**Aim of the task:**
Copy the entries below, swapping each "rounded petal" for "flower petal" and leaving everything else unchanged.

**Data:**
-*-

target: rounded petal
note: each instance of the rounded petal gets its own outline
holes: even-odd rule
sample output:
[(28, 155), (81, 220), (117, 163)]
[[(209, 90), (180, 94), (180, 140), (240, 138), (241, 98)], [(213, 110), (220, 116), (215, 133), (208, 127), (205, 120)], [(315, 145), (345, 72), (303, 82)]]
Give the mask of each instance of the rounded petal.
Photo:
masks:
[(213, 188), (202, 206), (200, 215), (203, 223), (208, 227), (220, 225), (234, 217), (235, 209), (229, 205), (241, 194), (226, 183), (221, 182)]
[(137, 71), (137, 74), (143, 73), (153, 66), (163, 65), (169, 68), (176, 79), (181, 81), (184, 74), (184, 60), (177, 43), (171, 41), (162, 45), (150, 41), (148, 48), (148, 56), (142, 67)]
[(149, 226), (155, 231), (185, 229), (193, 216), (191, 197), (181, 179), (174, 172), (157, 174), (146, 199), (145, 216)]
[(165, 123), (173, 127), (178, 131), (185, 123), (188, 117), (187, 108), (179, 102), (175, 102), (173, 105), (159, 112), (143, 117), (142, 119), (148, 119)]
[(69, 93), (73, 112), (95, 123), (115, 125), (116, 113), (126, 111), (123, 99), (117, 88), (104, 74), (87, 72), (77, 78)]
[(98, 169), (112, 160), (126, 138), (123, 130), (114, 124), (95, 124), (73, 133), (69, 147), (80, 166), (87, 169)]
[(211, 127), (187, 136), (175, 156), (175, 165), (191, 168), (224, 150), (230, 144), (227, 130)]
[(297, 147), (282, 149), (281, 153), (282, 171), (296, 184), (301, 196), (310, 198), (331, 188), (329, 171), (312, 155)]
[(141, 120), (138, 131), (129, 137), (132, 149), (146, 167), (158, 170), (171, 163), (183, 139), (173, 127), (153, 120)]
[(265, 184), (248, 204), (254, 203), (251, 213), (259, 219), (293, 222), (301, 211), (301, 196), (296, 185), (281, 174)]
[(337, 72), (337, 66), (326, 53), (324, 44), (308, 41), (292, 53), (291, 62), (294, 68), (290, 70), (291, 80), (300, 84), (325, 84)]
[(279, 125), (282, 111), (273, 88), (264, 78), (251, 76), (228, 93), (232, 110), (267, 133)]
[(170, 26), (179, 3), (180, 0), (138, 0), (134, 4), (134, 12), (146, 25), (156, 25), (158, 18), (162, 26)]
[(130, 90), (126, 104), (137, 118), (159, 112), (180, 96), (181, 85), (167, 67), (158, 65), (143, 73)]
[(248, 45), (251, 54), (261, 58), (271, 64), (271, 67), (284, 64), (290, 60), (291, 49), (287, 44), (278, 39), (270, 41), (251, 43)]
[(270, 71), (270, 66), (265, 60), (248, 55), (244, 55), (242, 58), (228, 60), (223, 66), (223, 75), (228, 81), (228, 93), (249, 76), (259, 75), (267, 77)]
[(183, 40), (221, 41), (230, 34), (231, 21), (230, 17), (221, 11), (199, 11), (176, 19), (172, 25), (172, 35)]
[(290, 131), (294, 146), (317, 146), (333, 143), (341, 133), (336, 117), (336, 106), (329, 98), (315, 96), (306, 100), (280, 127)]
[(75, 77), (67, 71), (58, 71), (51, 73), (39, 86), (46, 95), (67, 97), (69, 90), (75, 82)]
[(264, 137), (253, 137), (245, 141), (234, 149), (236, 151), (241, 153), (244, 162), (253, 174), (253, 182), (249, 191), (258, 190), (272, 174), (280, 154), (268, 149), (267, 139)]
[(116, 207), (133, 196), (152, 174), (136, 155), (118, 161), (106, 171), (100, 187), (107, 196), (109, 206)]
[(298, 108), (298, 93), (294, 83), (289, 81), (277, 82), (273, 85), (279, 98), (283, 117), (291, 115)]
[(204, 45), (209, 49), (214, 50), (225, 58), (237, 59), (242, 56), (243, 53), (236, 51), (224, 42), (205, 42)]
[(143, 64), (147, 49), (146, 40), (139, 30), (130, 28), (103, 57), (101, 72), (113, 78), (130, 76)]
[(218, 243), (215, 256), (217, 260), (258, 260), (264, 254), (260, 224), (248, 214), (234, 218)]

-*-

**Answer to the task:**
target: flower petal
note: each instance of the flower petal gets its own outline
holes: even-odd rule
sample output:
[(28, 155), (81, 220), (117, 163)]
[[(209, 90), (180, 94), (180, 140), (240, 138), (241, 98)], [(213, 110), (220, 116), (215, 133), (208, 127), (205, 120)], [(315, 145), (345, 72), (303, 82)]]
Give the mask of each instance of the flower petal.
Photo:
masks:
[(213, 188), (202, 206), (200, 215), (203, 223), (208, 227), (220, 225), (234, 217), (235, 209), (229, 205), (241, 194), (226, 183), (221, 182)]
[(137, 71), (137, 74), (143, 73), (153, 66), (163, 65), (169, 68), (176, 79), (181, 81), (184, 74), (184, 60), (177, 43), (171, 41), (162, 45), (150, 41), (148, 48), (148, 56), (142, 67)]
[(149, 226), (155, 231), (185, 229), (193, 216), (191, 197), (181, 179), (174, 172), (157, 174), (146, 199), (145, 216)]
[(165, 123), (173, 127), (178, 131), (185, 123), (188, 117), (187, 108), (179, 102), (175, 102), (173, 105), (159, 112), (143, 117), (142, 119), (148, 119)]
[(69, 93), (73, 112), (95, 123), (115, 125), (116, 113), (126, 111), (123, 99), (117, 88), (104, 74), (87, 72), (77, 78)]
[(98, 169), (112, 160), (126, 138), (123, 130), (114, 124), (95, 124), (73, 133), (69, 147), (80, 166), (87, 169)]
[(211, 127), (187, 136), (175, 156), (175, 165), (191, 168), (224, 150), (230, 144), (227, 130)]
[(297, 147), (282, 149), (281, 153), (282, 171), (296, 184), (301, 196), (310, 198), (331, 188), (329, 171), (312, 155)]
[(141, 120), (138, 131), (129, 137), (132, 149), (146, 167), (158, 170), (171, 163), (183, 139), (173, 127), (153, 120)]
[(265, 184), (248, 204), (254, 203), (251, 213), (259, 219), (293, 222), (301, 211), (301, 196), (296, 185), (281, 174)]
[(337, 72), (337, 66), (326, 53), (324, 44), (308, 41), (292, 53), (291, 62), (294, 68), (290, 70), (291, 80), (300, 84), (325, 84)]
[(279, 125), (282, 111), (273, 88), (264, 78), (251, 76), (228, 93), (232, 110), (267, 133)]
[(170, 26), (179, 3), (180, 0), (138, 0), (134, 4), (134, 12), (146, 25), (156, 25), (158, 18), (162, 26)]
[(130, 90), (126, 104), (137, 118), (159, 112), (180, 96), (181, 85), (167, 67), (158, 65), (143, 73)]
[(248, 45), (251, 54), (261, 58), (271, 64), (271, 67), (284, 64), (290, 60), (291, 49), (287, 44), (278, 39), (270, 41), (251, 43)]
[(270, 71), (270, 66), (265, 60), (248, 55), (244, 55), (242, 58), (228, 60), (223, 66), (223, 75), (228, 81), (228, 93), (249, 76), (259, 75), (267, 77)]
[(183, 40), (221, 41), (230, 34), (231, 21), (230, 17), (221, 11), (199, 11), (176, 19), (172, 25), (172, 35)]
[(290, 131), (294, 146), (317, 146), (333, 143), (341, 133), (336, 117), (336, 106), (329, 98), (315, 96), (306, 100), (280, 127)]
[(75, 77), (67, 71), (58, 71), (51, 73), (39, 86), (46, 95), (67, 97), (69, 90), (75, 82)]
[(264, 137), (253, 137), (245, 141), (234, 149), (236, 151), (241, 153), (244, 162), (253, 174), (253, 182), (249, 191), (258, 190), (272, 174), (280, 154), (268, 149), (267, 139)]
[(116, 207), (133, 196), (152, 174), (136, 155), (118, 161), (106, 171), (100, 187), (107, 196), (109, 206)]
[(298, 108), (298, 93), (294, 83), (289, 81), (277, 82), (273, 85), (279, 98), (283, 117), (291, 115)]
[(204, 45), (209, 49), (214, 50), (225, 58), (237, 59), (242, 56), (243, 53), (236, 51), (224, 42), (205, 42)]
[(143, 64), (147, 49), (146, 40), (139, 30), (130, 28), (103, 57), (101, 72), (113, 78), (130, 76)]
[(218, 243), (215, 256), (217, 260), (258, 260), (264, 254), (260, 224), (248, 214), (234, 218)]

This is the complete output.